Repeat each record word for word. Leave nothing out.

# Data to process
---------------
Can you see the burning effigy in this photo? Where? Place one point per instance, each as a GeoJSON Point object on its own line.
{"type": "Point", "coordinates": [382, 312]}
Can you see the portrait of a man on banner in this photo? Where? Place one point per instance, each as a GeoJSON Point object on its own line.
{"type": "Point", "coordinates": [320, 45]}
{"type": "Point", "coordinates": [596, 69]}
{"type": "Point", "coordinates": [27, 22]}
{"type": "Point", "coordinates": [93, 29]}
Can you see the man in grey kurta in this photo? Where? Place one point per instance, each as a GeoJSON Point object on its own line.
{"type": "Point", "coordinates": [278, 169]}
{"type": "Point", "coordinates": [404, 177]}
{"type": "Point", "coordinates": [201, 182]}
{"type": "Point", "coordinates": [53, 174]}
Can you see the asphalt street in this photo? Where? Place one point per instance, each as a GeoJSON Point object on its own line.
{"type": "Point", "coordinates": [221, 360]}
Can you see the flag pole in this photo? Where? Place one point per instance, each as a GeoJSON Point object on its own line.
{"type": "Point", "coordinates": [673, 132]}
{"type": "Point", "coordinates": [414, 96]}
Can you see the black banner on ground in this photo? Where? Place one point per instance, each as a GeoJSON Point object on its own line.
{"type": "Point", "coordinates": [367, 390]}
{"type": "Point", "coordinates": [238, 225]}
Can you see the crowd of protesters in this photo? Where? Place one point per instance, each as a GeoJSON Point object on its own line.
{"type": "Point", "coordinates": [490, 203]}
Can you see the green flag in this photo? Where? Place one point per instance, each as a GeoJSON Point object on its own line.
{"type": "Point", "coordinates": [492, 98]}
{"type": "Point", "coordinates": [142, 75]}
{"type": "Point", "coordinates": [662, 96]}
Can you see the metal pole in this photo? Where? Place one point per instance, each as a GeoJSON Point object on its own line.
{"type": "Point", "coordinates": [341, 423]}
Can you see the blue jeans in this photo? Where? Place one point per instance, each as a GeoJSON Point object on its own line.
---------------
# Answer for the task
Can you see the burning effigy in this photo? Where? Place one point per instance, each as a GeoJSON Point object on its own line.
{"type": "Point", "coordinates": [382, 312]}
Can you see the portrait of a man on banner in this photo? Where? Place one point per instance, each as a GeoJSON Point object on its own line.
{"type": "Point", "coordinates": [320, 45]}
{"type": "Point", "coordinates": [596, 69]}
{"type": "Point", "coordinates": [27, 22]}
{"type": "Point", "coordinates": [93, 29]}
Can you see the man in grey kurta in this photo? Where? Place one point per instance, each as a GeoJSON Point object on its own line.
{"type": "Point", "coordinates": [278, 169]}
{"type": "Point", "coordinates": [404, 177]}
{"type": "Point", "coordinates": [201, 182]}
{"type": "Point", "coordinates": [53, 174]}
Can you see the asphalt street in this photo? Where? Place one point per instance, each as a GeoJSON Point object on its own line.
{"type": "Point", "coordinates": [221, 360]}
Can you see the flag pole in this photo? Where? Place one point per instance, each as a GeoJSON Point object on its own line.
{"type": "Point", "coordinates": [673, 132]}
{"type": "Point", "coordinates": [414, 96]}
Can you see the black banner on ground in this photo? Where? Place one point per instance, each as a GeoJSON Point object on its own line.
{"type": "Point", "coordinates": [367, 390]}
{"type": "Point", "coordinates": [238, 225]}
Can you see the crowd of protesters in this photo? Where? Place one point per instance, each as a GeoJSON Point object on its own line.
{"type": "Point", "coordinates": [490, 203]}
Can you see the green flag in this photo? Where? Place one point per instance, each as a GeoJSON Point object on its own line.
{"type": "Point", "coordinates": [492, 98]}
{"type": "Point", "coordinates": [142, 75]}
{"type": "Point", "coordinates": [662, 96]}
Can you see the metal pole in this photo? Where? Place one point per instance, each as a GeoJSON Point object on its own line.
{"type": "Point", "coordinates": [341, 423]}
Can you see the blue jeans in this photo? Where? Place one point per instance, each as a GeoJSON Point object on its own line.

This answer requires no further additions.